BLOCCO DI TESTO:
Albert SHARON, i suoi genitori, suo fratello e sua sorella, fuggendo ai Nazisti che erano alla ricerca di Ebrei, avevano trovato un rifugio temporaneo in un paese del Nord Italia, ANDONNO.
Per tre anni erano stati braccati, costretti a fuggire da paese in paese, da un nascondiglio in un altro.
Ad ANDONNO la gente del paese aveva dimostrato loro una compassione e un rispetto insolito. Persino la polizia e i soldati Italiani li avevano trattati con gentilezza e avevano cercato di proteggerli dalle forze occupanti dell'esercito tedesco. Don BORSOTTO, il prete del paese, aveva offerto loro un riparo in un piccolo edificio accanto alla chiesa.
** Mancava poco a mezzanotte della vigilia di NATALE e le campane suonavano, riecheggiando nelle montagne. Dalla nostra finestra abbiamo guardato le donne avvolte in scialli che faticavano a farsi strada nella neve per andare in chiesa. La notte era gelida ed il cielo una massa di stelle luccicanti.

DATI FORNITI:

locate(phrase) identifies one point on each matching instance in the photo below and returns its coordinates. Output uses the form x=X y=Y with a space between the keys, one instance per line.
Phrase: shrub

ESERCIZI:
**A)** Nel brano sulla famiglia Sharon, chi aveva dato un riparo alla famiglia, e dove?
**B)** Traduci in inglese questa frase del brano sulla famiglia Sharon: "La notte era gelida ed il cielo una massa di stelle luccicanti."
**C)** Prosegui il brano sulla famiglia Sharon a partire dalla sua ultima frase.
L'elenco non serve per svolgere gli esercizi.

LE SOLUZIONI:
**A)** Don BORSOTTO, il prete del paese, in un piccolo edificio accanto alla chiesa.

**B)** The night was freezing and the sky a mass of glittering stars.

**C)**
Siamo tornati al caminetto e fissavamo la piccola fiamma ricordando i festeggiamenti di Chanukah di anni passati.
Stavamo seduti in un pozzo di silenzio, ognuno rievocando i propri sogni, quando abbiamo sentito qualcuno bussare alla porta.
Era passata mezzanotte da un pezzo, ci siamo guardati, un po' apprensivi. Ho aperto la porta appena un po'. Davanti a me c'era una vecchietta raggrinzita, avvolta in uno scialle.
Mi ha sporto un pacco di formaggio e mi ha bisbigliato un rauco "BUON NATALE".
Sbalorditi del suo regalo non finivamo piu’ di ringraziarla.
Sembrava imbarazzata dalla nostra gratitudine e se n'e andata in fretta. Qualche minuto dopo si sentiva di nuovo bussare alla porta. L'ho aperta di nuovo e questa volta un signore mi ha passato una cesta di legna, augurandoci "BUON NATALE". E poi e’ passata un'altra signora e ci ha portato del pane.
La gente del paese ha continuato a venire durante la notte portandoci i loro regali di cibo, vestiti e legna. Gente povera, dava una parte di quel poco che avevano. Eravamo stupefatti. Che cosa li aveva fatti dividere con noi del loro, noi gente di altro paese, credenti in un'altra religione, forestieri in mezzo a loro?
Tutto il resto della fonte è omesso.